**CONSEGNA 1:**
Secondo l'estratto del documento, come si chiama il sistema di gestione delle crisi che la banca aveva già prima della pandemia?
**CONSEGNA 2:**
Elenca tutte le percentuali che compaiono nell'estratto del documento, indicando per ciascuna a che cosa si riferisce.

**ESTRATTO DEL DOCUMENTO:**

-=-=-=-=-

E anche quando la pandemia ha congestionato gli ospedali, e bloccato l’intero Paese, Intesa doveva comunque garantire il regolare svolgimento dei servizi chiave, come i pagamenti. Il piano di continuità aziendale – ha spiegato Proverbio – «si basa sul presupposto che sarà necessario per poche ore, giorni, nel peggiore dei casi. Qui, avevamo bisogno di qualcosa che funzionasse per mesi, un anno intero, come si è scoperto».
Disponendo già di un sistema di gestione delle crisi denominato Noge, creato in occasione del terremoto in Abruzzo del 2009, la dirigenza della banca lo ha assunto come modello per il coordinamento delle attività durante la pandemia, facendo il punto della situazione quotidianamente. «Ci siamo incontrati tutti online ogni sera alle 19:00», afferma Paola Angeletti, Chief Operating Officer.
Le telefonate sono iniziate il giorno dopo la segnalazione del primo caso, continua Angeletti, e sono durate fino a metà maggio, quando l’emergenza iniziale si è attenuata e sono stati stabiliti nuovi processi. Ora si svolgono ogni due settimane.
Con la diffusione del coronavirus, però, il personale ha iniziato a lavorare da casa full time. E Intesa ha dovuto garantire delle prerogative fondamentali: dalle connessioni sicure e veloci alla rotazione in filiale, il modello messo a punto è stato in grado di garantire continuità e superare le resistenze dei clienti «che non sono abituati al mondo digitale», puntualizza Proverbio, ricordando che in 12 mesi si è registrato un aumento del 50% nell’utilizzo della app bancaria e le vendite di prodotti attraverso i canali digitali sono cresciute ancora più velocemente, passando dal 13% al 31% del totale.

-=-=-=-=-

**DATI MOSTRATI:**

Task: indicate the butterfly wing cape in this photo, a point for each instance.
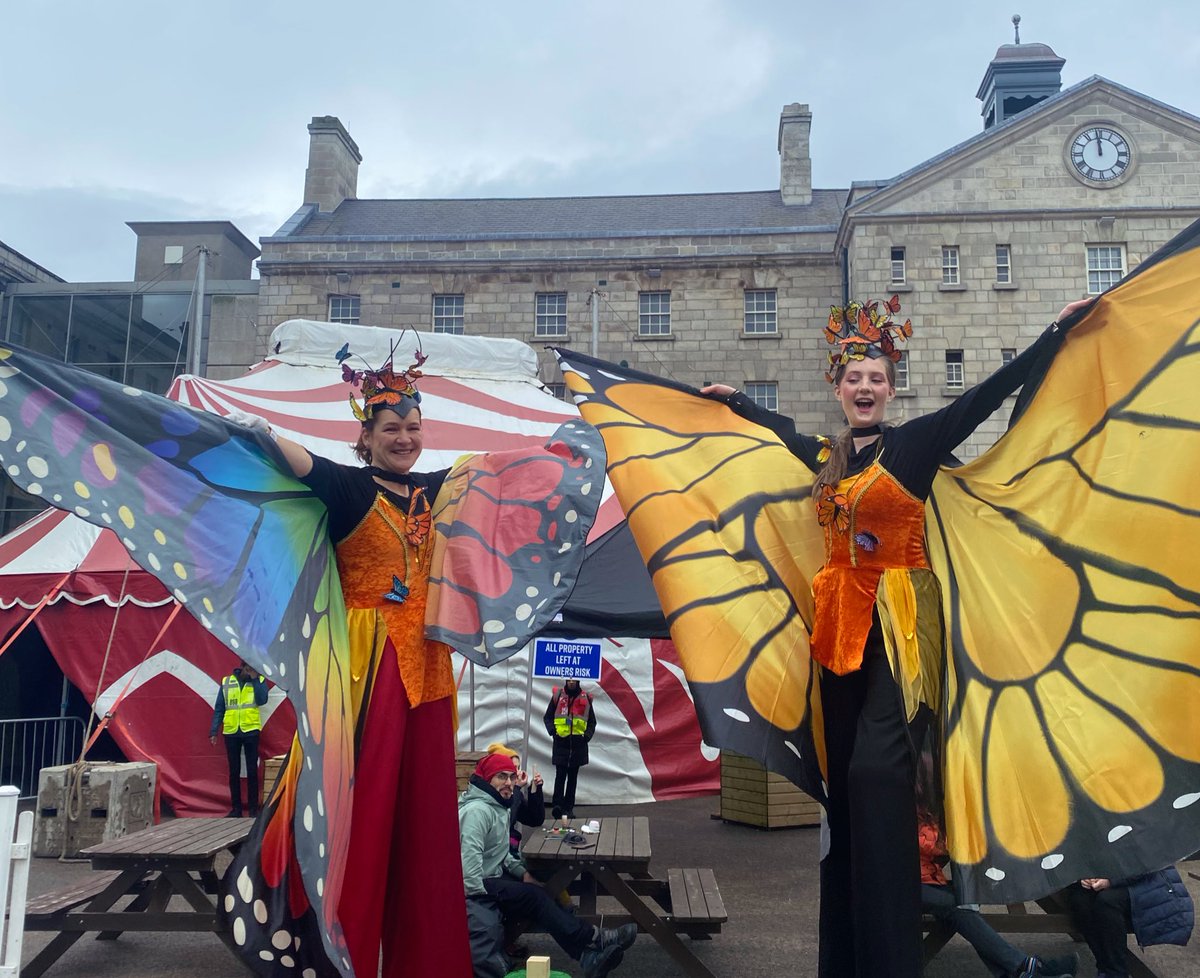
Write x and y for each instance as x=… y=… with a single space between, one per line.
x=720 y=514
x=214 y=513
x=1071 y=571
x=510 y=528
x=1069 y=561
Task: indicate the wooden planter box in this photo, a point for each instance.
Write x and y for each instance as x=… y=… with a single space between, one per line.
x=753 y=796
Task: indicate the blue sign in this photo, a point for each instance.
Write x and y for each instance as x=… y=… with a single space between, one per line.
x=565 y=659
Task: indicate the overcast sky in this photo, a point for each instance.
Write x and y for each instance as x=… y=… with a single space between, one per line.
x=147 y=111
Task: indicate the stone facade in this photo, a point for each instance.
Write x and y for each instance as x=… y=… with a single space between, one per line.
x=1011 y=185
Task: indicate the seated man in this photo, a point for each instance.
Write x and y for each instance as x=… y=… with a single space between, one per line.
x=937 y=898
x=1157 y=907
x=498 y=885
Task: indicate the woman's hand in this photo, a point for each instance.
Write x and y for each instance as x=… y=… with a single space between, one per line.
x=1072 y=306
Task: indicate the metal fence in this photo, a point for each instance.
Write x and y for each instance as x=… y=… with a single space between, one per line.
x=29 y=745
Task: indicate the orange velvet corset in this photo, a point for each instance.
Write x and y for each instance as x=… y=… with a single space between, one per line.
x=886 y=531
x=366 y=561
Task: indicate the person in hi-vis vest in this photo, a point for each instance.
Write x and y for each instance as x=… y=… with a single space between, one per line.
x=237 y=715
x=570 y=721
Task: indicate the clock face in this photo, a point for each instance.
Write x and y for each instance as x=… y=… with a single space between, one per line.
x=1101 y=154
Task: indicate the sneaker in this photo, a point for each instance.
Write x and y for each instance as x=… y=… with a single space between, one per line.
x=622 y=936
x=1059 y=967
x=599 y=961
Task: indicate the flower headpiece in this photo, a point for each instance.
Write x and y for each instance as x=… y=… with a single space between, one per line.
x=383 y=388
x=864 y=329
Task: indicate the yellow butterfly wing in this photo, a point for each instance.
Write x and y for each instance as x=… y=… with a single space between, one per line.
x=1071 y=571
x=721 y=515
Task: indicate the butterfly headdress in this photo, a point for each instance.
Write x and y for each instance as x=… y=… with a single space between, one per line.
x=383 y=388
x=864 y=329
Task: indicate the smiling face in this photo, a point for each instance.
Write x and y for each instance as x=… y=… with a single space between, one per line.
x=394 y=442
x=503 y=783
x=864 y=389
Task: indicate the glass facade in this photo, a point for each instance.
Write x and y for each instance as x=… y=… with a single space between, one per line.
x=136 y=339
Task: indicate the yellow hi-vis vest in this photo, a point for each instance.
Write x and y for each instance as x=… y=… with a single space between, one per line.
x=571 y=714
x=241 y=712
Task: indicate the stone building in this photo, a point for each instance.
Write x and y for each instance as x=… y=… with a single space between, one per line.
x=1060 y=195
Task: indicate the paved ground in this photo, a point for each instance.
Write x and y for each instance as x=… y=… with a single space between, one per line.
x=767 y=879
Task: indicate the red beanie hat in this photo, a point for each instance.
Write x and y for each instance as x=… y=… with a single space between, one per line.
x=493 y=763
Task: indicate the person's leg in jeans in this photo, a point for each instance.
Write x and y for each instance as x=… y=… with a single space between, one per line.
x=573 y=777
x=250 y=749
x=233 y=755
x=1103 y=919
x=1001 y=958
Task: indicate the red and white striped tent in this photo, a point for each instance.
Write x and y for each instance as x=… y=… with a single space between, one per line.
x=478 y=395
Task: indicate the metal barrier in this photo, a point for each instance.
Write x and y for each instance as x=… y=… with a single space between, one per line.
x=41 y=742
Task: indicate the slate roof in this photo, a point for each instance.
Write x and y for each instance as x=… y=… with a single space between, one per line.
x=753 y=213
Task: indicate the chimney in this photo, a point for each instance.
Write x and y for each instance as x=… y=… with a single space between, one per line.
x=334 y=159
x=795 y=163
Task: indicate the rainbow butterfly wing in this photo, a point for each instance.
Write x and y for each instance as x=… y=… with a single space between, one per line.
x=211 y=510
x=1072 y=589
x=510 y=529
x=721 y=515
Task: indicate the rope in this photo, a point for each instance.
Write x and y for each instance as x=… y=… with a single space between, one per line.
x=75 y=773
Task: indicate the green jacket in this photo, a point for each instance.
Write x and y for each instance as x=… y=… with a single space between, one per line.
x=484 y=833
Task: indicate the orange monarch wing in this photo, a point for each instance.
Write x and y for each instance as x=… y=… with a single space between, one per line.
x=1071 y=581
x=721 y=515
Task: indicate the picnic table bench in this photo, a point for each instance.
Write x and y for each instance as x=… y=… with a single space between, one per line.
x=175 y=858
x=1017 y=918
x=616 y=863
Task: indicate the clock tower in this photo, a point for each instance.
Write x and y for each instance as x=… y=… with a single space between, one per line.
x=1019 y=76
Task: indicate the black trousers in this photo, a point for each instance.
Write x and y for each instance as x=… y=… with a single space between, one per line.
x=565 y=778
x=237 y=744
x=870 y=879
x=531 y=901
x=1103 y=919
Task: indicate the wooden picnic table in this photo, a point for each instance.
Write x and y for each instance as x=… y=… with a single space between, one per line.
x=617 y=863
x=174 y=858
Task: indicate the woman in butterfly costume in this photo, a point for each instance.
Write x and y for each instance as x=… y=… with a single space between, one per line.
x=402 y=887
x=877 y=603
x=347 y=587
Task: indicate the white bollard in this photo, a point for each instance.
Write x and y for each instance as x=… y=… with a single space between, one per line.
x=13 y=867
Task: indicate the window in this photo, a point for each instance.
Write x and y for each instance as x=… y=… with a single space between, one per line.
x=763 y=393
x=760 y=312
x=949 y=264
x=1003 y=264
x=654 y=313
x=954 y=370
x=550 y=313
x=448 y=313
x=343 y=309
x=1105 y=267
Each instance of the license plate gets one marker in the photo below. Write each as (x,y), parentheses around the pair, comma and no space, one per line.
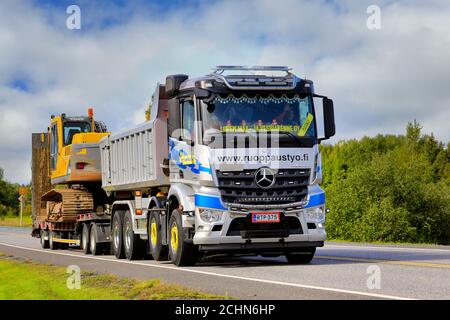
(265,217)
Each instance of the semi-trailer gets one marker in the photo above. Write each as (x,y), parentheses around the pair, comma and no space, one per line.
(227,163)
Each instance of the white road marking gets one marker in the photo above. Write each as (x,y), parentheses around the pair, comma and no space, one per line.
(373,295)
(404,249)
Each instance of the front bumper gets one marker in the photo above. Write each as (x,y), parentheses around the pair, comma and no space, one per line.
(260,247)
(205,236)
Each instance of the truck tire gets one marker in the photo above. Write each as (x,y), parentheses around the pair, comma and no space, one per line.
(300,256)
(157,249)
(132,243)
(117,235)
(181,252)
(85,238)
(51,244)
(44,243)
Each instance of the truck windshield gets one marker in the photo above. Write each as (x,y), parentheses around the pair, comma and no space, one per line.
(239,114)
(71,128)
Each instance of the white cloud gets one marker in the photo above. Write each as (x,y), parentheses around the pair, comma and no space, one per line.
(379,79)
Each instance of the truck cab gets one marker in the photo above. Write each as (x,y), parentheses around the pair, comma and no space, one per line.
(244,161)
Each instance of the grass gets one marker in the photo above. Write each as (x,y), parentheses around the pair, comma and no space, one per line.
(14,221)
(384,242)
(27,280)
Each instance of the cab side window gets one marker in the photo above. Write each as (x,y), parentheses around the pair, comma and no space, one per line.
(53,146)
(188,119)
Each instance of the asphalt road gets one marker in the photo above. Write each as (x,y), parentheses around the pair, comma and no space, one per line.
(338,271)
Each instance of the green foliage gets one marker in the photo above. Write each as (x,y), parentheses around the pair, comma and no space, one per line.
(389,188)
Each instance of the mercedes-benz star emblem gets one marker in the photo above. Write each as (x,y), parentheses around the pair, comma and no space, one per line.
(264,178)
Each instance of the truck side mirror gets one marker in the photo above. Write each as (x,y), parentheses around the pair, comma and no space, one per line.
(174,120)
(328,118)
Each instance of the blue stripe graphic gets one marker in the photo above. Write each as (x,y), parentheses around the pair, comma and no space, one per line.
(316,200)
(209,202)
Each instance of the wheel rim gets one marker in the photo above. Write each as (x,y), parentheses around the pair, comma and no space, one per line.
(174,237)
(116,235)
(153,235)
(129,232)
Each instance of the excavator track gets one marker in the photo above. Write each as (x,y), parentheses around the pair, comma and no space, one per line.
(65,205)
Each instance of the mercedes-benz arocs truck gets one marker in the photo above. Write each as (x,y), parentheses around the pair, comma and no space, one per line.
(227,163)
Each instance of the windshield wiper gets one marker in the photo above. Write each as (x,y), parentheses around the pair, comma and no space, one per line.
(293,137)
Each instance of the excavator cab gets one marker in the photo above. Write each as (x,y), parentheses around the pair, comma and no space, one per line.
(74,153)
(66,168)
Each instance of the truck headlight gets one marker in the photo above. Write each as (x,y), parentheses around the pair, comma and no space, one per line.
(210,215)
(315,214)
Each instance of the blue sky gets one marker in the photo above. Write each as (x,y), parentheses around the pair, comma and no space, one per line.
(379,79)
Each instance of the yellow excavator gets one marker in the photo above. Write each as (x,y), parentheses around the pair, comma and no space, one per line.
(66,170)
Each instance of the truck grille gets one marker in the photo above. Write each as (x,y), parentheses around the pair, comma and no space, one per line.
(243,227)
(239,187)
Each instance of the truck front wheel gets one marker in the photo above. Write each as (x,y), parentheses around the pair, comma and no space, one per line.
(300,256)
(181,252)
(157,249)
(132,242)
(117,235)
(43,235)
(51,243)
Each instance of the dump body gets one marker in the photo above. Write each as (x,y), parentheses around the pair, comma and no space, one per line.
(132,160)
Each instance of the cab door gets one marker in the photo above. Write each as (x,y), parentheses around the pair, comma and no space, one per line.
(182,141)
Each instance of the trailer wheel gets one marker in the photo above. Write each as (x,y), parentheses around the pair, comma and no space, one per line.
(95,248)
(157,249)
(132,243)
(301,257)
(117,235)
(44,243)
(85,238)
(52,245)
(181,252)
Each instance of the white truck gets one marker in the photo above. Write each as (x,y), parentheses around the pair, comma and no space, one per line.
(228,163)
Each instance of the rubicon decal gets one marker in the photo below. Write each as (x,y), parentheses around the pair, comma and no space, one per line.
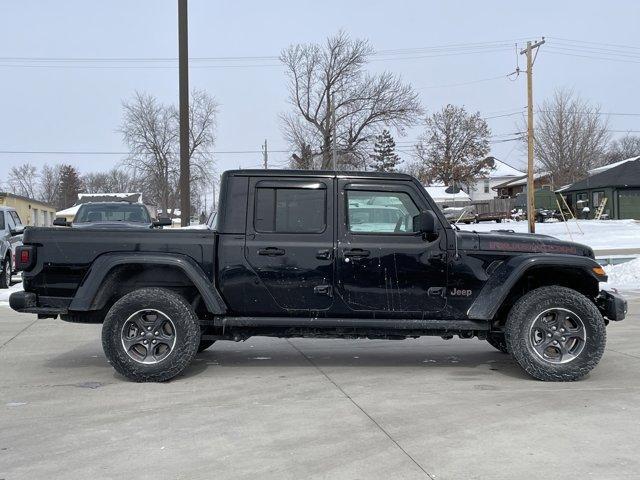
(537,247)
(458,292)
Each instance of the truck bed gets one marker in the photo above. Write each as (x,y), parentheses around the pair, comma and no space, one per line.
(70,252)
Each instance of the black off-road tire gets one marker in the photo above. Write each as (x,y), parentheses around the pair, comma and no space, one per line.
(180,313)
(497,341)
(5,273)
(530,307)
(204,344)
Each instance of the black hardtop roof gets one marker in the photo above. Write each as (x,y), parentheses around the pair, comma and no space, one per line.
(318,173)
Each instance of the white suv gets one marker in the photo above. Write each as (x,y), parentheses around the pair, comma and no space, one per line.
(11,229)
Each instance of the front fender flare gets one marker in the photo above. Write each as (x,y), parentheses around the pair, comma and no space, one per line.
(84,299)
(500,283)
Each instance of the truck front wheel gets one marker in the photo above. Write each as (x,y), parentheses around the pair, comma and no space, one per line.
(150,335)
(555,334)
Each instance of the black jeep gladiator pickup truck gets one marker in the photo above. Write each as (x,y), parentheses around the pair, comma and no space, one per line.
(320,254)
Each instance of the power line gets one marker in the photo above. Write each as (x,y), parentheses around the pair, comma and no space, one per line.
(595,43)
(554,51)
(465,83)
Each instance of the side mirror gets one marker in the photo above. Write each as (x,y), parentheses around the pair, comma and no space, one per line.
(425,223)
(162,222)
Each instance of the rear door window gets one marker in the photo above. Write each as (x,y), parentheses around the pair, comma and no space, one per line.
(380,212)
(290,210)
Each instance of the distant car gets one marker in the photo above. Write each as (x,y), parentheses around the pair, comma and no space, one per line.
(112,214)
(11,229)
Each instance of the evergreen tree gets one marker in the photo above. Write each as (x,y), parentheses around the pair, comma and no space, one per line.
(384,158)
(69,187)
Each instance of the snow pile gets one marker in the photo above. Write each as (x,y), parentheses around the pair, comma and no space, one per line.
(598,234)
(5,292)
(624,276)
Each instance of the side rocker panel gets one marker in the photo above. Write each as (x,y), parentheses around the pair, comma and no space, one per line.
(103,265)
(501,282)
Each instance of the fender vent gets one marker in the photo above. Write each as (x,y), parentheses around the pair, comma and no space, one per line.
(492,266)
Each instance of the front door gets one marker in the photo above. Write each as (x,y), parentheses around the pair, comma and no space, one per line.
(290,242)
(383,266)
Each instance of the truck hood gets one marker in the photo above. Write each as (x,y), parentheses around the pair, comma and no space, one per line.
(509,241)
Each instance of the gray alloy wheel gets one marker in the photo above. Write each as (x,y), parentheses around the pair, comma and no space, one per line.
(557,335)
(151,334)
(148,336)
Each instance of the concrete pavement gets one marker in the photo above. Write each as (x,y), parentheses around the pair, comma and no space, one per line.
(291,409)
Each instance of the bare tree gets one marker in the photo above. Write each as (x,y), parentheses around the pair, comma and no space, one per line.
(23,180)
(151,131)
(454,147)
(623,148)
(148,130)
(49,183)
(202,123)
(364,103)
(571,137)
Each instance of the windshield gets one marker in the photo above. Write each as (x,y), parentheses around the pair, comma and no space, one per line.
(125,212)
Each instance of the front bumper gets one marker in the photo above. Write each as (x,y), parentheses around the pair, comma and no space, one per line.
(612,305)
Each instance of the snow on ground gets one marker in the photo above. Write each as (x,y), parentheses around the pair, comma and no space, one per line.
(5,292)
(624,276)
(598,234)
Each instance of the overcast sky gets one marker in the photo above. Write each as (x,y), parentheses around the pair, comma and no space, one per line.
(65,108)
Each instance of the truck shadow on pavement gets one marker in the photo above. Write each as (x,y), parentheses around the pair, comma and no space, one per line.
(457,365)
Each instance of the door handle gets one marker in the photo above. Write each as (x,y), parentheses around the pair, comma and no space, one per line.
(324,254)
(356,253)
(271,252)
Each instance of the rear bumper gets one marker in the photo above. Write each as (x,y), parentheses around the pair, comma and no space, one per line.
(612,305)
(29,302)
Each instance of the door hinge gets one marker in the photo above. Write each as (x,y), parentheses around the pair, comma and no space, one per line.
(323,290)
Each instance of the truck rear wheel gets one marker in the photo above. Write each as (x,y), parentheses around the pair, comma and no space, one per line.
(555,334)
(150,335)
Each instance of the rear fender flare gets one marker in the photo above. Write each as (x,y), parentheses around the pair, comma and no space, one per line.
(84,299)
(500,283)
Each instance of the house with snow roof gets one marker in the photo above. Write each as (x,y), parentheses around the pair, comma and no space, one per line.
(484,188)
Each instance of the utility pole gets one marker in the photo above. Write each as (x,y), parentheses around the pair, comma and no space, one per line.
(183,74)
(531,214)
(334,145)
(265,155)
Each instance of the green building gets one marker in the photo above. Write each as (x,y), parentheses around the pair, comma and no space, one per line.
(619,183)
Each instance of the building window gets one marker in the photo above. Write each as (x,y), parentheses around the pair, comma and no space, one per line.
(597,198)
(290,210)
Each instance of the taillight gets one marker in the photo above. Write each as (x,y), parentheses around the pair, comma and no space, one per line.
(25,257)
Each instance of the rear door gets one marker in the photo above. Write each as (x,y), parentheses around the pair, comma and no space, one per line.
(290,241)
(383,267)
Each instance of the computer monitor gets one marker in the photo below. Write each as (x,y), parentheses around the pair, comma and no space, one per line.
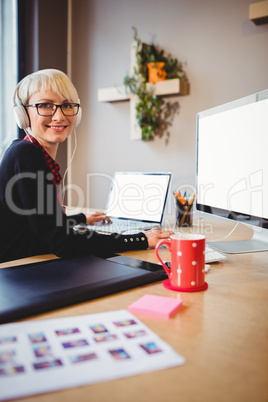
(232,167)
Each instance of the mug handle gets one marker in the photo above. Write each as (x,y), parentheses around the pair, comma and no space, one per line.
(168,243)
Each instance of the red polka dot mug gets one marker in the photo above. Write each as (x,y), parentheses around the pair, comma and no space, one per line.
(187,271)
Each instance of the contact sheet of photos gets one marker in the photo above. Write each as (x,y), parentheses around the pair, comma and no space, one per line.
(44,356)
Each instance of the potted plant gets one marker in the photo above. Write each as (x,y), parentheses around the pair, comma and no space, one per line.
(153,114)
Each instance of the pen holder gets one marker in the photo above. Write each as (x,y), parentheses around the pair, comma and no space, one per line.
(184,210)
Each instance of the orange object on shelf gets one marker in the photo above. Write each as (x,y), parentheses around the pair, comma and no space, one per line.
(156,72)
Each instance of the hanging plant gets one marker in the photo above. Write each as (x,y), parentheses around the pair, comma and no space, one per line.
(153,114)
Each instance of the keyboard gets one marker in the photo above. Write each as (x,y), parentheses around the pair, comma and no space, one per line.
(116,227)
(212,255)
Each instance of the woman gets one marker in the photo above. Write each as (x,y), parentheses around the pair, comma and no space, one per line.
(33,221)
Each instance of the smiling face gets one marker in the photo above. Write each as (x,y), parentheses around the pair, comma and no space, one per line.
(50,130)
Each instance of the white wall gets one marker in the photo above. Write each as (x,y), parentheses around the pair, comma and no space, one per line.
(225,56)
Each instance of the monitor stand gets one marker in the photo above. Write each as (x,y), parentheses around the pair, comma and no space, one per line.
(258,242)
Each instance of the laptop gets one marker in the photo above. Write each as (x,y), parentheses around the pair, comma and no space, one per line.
(137,201)
(36,288)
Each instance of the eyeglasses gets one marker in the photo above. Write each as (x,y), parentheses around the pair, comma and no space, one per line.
(49,109)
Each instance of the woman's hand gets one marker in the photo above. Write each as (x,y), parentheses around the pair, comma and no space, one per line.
(97,216)
(157,234)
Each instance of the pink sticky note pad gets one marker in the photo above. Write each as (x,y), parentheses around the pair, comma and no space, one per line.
(158,306)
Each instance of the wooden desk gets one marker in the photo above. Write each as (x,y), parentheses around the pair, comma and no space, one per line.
(221,332)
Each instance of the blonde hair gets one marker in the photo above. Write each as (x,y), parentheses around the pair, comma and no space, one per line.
(44,80)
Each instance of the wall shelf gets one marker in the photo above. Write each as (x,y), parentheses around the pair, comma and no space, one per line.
(167,87)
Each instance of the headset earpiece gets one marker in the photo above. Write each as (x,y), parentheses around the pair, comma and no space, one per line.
(20,114)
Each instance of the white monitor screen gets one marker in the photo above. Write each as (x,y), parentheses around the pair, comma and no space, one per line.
(232,160)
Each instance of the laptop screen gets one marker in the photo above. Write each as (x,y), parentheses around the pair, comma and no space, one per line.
(139,196)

-=-=-=-=-

**RISPOSTA 1:**
Noge.

**RISPOSTA 2:**
- 50%: aumento dell'utilizzo della app bancaria in 12 mesi
- 13%: quota iniziale delle vendite di prodotti tramite canali digitali sul totale
- 31%: quota raggiunta dalle vendite di prodotti tramite canali digitali sul totale